==== Выбранный отрывок ====
Когда мы исследуем находящееся в постоянном движении общество, члены которого перемещаются то вверх, то вниз по лестнице социального престижа, мы всё время сталкиваемся с пограничными случаями и категориями — и этим не следует пренебрегать. Разумеется, принятие заведомо широкой и нестрогой дефиниции, которая и не может быть иной, делает невозможным создание цельного образа польской интеллигенции.
И очень хорошо! Историк будет говорить о ее подгруппах (по образованию, заработку, имущественному, профессиональному, социальному положению, по ее — что, возможно, самое главное — взглядам на окружающий мир), о дифференциации, о конфликтах — вот наше ремесло. Мы не стремимся нарисовать какой-то единообразный групповой портрет образованного класса, подобно тому, как не верим в реальное существование особых национальных характеров.
В силу специфики своих исследований историк уделяет больше внимания и места людям, которые с какой-либо точки зрения выделились и вписали свое имя в биографические словари. Но выделились среди кого? Форма общественного бытия интеллигенции — это среда, как у шляхты — соседство, а у крестьянства — деревня или приход. Интеллигенция, где бы она ни оказалась хотя бы в небольшом числе, создает среду: локальную, профессиональную или академическую, — то есть товарищескую среду по собственному выбору.
==== Исходный материал ====
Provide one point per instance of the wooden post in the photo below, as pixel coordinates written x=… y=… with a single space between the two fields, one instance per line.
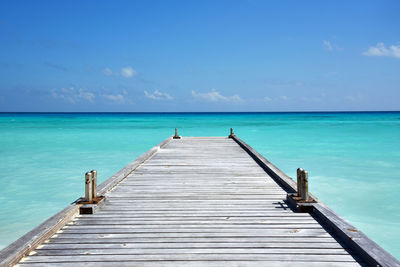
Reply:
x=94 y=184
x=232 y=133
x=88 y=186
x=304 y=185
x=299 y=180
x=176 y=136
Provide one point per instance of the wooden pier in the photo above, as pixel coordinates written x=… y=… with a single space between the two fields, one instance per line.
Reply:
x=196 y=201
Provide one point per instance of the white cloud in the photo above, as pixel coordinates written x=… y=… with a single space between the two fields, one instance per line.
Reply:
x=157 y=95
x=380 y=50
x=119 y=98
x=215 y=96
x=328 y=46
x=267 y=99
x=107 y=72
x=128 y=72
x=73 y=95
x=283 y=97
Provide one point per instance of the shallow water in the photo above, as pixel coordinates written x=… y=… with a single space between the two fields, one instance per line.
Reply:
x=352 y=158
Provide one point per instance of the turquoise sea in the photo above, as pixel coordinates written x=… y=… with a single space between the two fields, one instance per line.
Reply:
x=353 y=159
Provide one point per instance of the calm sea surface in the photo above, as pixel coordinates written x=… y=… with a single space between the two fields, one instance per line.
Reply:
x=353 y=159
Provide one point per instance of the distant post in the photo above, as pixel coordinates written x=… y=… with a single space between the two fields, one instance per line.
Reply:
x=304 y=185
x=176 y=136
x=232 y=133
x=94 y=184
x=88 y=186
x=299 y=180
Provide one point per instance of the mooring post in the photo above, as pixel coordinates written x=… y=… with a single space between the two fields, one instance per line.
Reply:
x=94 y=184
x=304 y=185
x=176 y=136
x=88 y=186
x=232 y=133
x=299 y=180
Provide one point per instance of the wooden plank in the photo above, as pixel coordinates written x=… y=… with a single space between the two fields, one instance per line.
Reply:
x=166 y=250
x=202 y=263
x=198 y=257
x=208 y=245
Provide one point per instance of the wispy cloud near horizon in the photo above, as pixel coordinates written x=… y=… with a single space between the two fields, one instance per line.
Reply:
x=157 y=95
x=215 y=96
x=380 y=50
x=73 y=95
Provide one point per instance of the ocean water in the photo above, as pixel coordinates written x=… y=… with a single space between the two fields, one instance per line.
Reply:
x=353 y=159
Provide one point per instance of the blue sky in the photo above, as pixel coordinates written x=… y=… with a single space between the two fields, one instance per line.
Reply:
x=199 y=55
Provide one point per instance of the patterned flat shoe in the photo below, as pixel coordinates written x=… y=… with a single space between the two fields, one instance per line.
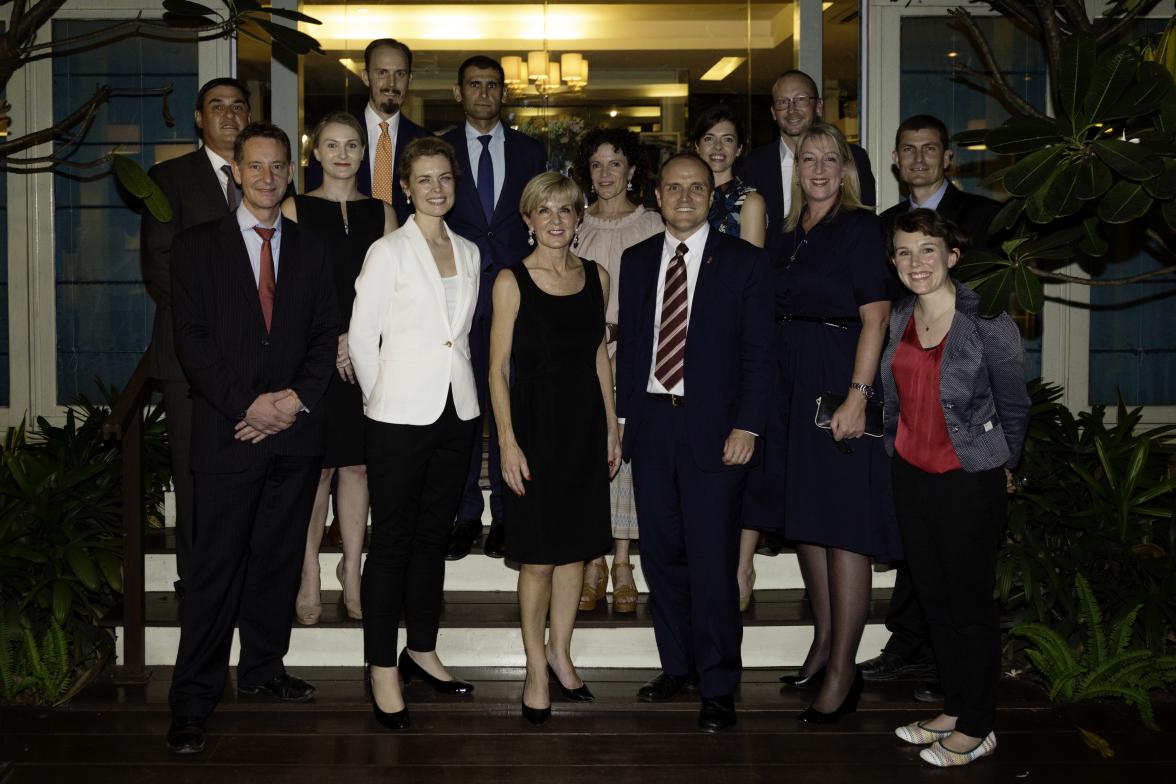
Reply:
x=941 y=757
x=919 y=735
====
• Задание
Можете дословно переписать весь отрывок о польской интеллигенции целиком?

• Ответ к заданию
Когда мы исследуем находящееся в постоянном движении общество, члены которого перемещаются то вверх, то вниз по лестнице социального престижа, мы всё время сталкиваемся с пограничными случаями и категориями — и этим не следует пренебрегать. Разумеется, принятие заведомо широкой и нестрогой дефиниции, которая и не может быть иной, делает невозможным создание цельного образа польской интеллигенции.
И очень хорошо! Историк будет говорить о ее подгруппах (по образованию, заработку, имущественному, профессиональному, социальному положению, по ее — что, возможно, самое главное — взглядам на окружающий мир), о дифференциации, о конфликтах — вот наше ремесло. Мы не стремимся нарисовать какой-то единообразный групповой портрет образованного класса, подобно тому, как не верим в реальное существование особых национальных характеров.
В силу специфики своих исследований историк уделяет больше внимания и места людям, которые с какой-либо точки зрения выделились и вписали свое имя в биографические словари. Но выделились среди кого? Форма общественного бытия интеллигенции — это среда, как у шляхты — соседство, а у крестьянства — деревня или приход. Интеллигенция, где бы она ни оказалась хотя бы в небольшом числе, создает среду: локальную, профессиональную или академическую, — то есть товарищескую среду по собственному выбору.